**Consignes**
Rédigez la suite de l'article sur le XV de France pendant le Tournoi 2010, en reprenant juste après sa dernière phrase.

**Texte source**
-*-

Construite notamment sur l’engagement, la rencontre face aux Anglais a aussi été un symbole du jeu resserré pratiqué par le XV de France pendant ce Tournoi, après plusieurs années compliquées. « A cette époque-là, on avait un pack à maturité, avec des joueurs dans la force de l’âge, assume Retière. Ce n’était pas notre seule ambition, mais on voulait en faire une base solide. » Afin d’en tirer la confiance nécessaire à toute performance. Avec la mêlée fermée comme secteur sur lequel se recentrer dans les moments compliqués, pour marquer l’adversaire et motiver tous les hommes.

Un revirement stratégique en vue de la Coupe du monde 2011, déjà largement inscrite dans les têtes. Ce qui s’explique aussi par la présence de joueurs plus expérimentés parmi les « gros ». « Peut-être que nous avions l’avantage, devant, d’avoir une ossature à peu près sûre de partir en confiance pour le Mondial, décrypte Lionel Nallet. C’est toujours plus facile pour travailler. » En impulsant un plan de jeu des plus classiques. Un triptyque qu’un suiveur des Bleus de l’époque résume même par le remixé “défense – conquête – Bastareaud”.

Mathieu Bastareaud. Photo Charles Platiau

C’est en effet en 2010 que l’Europe du rugby découvre véritablement le bulldozer de 22 ans au centre de l’attaque des Bleus. Auteur de deux essais en Ecosse – « qui nous réussissait bien à l’époque », dixit Nallet – en ouverture de la compétition (9-18), le puissant trois-quarts impressionne ensuite son monde en marchant notamment sur l’historique centre irlandais Brian O’Driscoll. Impliqué sur deux essais tricolores contre le XV du Trèfle (33-10), Bastareaud met la France sur de bons rails, au terme d’une rencontre où les trois-quarts tricolores ont aussi montré leur envie.

-*-

**Données fournies**
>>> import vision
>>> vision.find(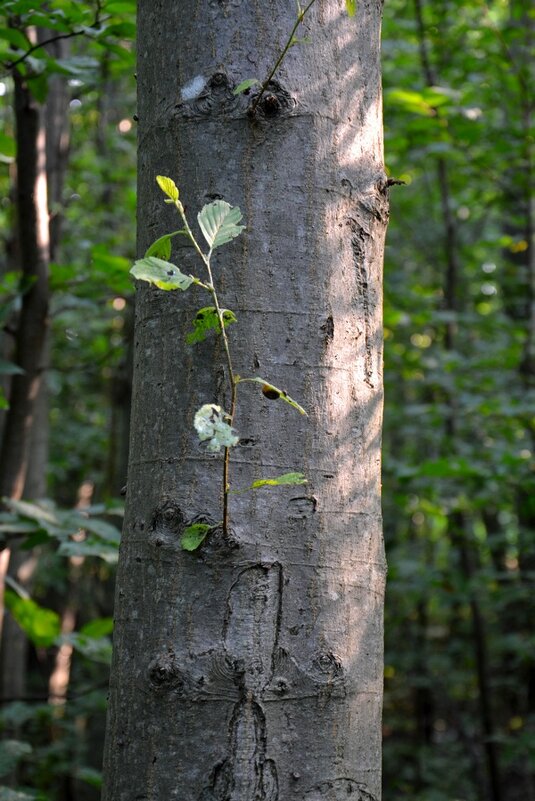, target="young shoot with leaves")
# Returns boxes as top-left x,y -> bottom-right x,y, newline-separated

-*-

**Votre réponse**
Mais c’est finalement au Millenium Stadium de Cardiff que les Bleus de 2010 ont pris conscience de la possibilité d’un Grand Chelem, si vite écartée les années précédentes. Débarqué à la faveur de blessures au sein du groupe et titulaire pour la première fois en sélection ce jour-là, l’ancien Clermontois Julien Pierre n’a pas cogité devant l’opportunité : « C’était vraiment chouette. Un gros match, une ambiance de fou, des essais marqués un peu en contre et la victoire derrière ! » La première balle de match de ce Tournoi.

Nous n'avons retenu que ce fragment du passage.